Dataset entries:
________________
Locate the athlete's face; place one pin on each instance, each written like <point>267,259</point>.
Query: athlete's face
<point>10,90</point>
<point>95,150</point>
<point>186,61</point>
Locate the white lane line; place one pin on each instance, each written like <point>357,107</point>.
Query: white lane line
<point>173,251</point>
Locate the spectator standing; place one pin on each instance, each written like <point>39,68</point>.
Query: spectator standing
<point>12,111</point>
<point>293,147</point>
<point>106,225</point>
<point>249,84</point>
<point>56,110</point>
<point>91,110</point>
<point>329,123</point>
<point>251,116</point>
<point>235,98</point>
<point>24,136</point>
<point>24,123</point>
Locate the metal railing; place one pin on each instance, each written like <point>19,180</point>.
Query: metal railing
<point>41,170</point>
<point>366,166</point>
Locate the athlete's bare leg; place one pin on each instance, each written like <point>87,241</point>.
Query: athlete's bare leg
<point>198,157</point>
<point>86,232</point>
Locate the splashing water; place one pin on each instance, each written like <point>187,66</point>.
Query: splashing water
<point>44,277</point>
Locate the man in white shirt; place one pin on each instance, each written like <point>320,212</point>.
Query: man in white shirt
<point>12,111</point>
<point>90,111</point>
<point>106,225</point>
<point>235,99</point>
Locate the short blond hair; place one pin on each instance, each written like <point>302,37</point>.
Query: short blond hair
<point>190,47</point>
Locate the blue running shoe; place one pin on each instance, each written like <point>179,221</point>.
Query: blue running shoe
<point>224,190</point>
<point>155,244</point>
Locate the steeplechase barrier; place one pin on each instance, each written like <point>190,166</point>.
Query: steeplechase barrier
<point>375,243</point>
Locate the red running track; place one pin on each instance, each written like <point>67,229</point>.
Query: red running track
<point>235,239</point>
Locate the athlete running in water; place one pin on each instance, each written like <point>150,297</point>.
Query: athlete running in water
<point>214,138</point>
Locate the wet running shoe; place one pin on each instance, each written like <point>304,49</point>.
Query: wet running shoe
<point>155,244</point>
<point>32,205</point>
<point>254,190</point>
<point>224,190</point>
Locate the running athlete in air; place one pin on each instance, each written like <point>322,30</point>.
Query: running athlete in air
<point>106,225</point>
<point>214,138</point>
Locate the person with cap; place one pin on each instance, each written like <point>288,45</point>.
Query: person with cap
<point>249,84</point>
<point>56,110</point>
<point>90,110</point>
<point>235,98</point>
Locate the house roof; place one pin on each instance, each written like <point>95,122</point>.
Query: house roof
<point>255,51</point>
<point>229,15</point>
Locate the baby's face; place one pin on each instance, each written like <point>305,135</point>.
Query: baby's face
________________
The task: Go through the entries and repeat each one exactly.

Answer section:
Locate the athlete's face; place one pin on each instance, each written like <point>267,259</point>.
Query: athlete's face
<point>10,90</point>
<point>95,150</point>
<point>186,61</point>
Locate the white lane line; place one pin on each instance, each written like <point>357,107</point>.
Query: white lane line
<point>173,251</point>
Locate the spectator standing; place one pin on each instance, each written like <point>39,68</point>.
Query: spectator standing
<point>12,111</point>
<point>293,147</point>
<point>106,225</point>
<point>249,84</point>
<point>56,110</point>
<point>91,110</point>
<point>329,123</point>
<point>251,116</point>
<point>235,98</point>
<point>24,136</point>
<point>24,123</point>
Locate the metal railing; place one pin on each instance, each written like <point>19,180</point>.
Query: metal railing
<point>41,170</point>
<point>366,166</point>
Locate the athlete's bare leg; place one pin on each instance, each written like <point>87,241</point>.
Query: athlete's bare leg
<point>198,157</point>
<point>86,232</point>
Locate the splashing water; place one pin on each instance, each written like <point>187,66</point>.
Query: splashing water
<point>44,277</point>
Locate the man in white shirt; place one pin on each instance, each written like <point>320,212</point>.
Query: man in white shirt
<point>12,111</point>
<point>90,111</point>
<point>106,225</point>
<point>235,99</point>
Locate the short blond hair; place one pin on each instance, each written like <point>302,37</point>.
Query: short blond hair
<point>190,47</point>
Locate the blue running shoe; place one pin on each instance, each written like <point>179,221</point>.
Query: blue running shoe
<point>224,190</point>
<point>155,244</point>
Locate the steeplechase barrier; place one pin on each instance, each written like <point>190,166</point>.
Query: steeplechase barrier
<point>375,243</point>
Locate the red running track; place one pin on each instance, each written like <point>67,229</point>.
Query: red running track
<point>235,239</point>
Locate the athlete running in water; place one pin on each instance, each written like <point>150,297</point>.
Query: athlete running in water
<point>214,138</point>
Locate the wet running shoe; place one pin on each instance, each written like <point>304,49</point>.
Query: wet running shoe
<point>155,244</point>
<point>32,205</point>
<point>254,190</point>
<point>224,190</point>
Locate the running athlete in air; place one pin on each instance, each written like <point>322,30</point>.
Query: running athlete in air
<point>106,225</point>
<point>214,138</point>
Locate the person with cap; place one pin on each instance, each written like <point>288,45</point>.
Query: person with cap
<point>249,84</point>
<point>56,110</point>
<point>90,110</point>
<point>235,98</point>
Locate the house roof; place one pin on each instance, each written like <point>95,122</point>.
Query: house roof
<point>255,51</point>
<point>229,15</point>
Locate the baby's face; place one pin on each instance, each written like <point>305,135</point>.
Query: baby's face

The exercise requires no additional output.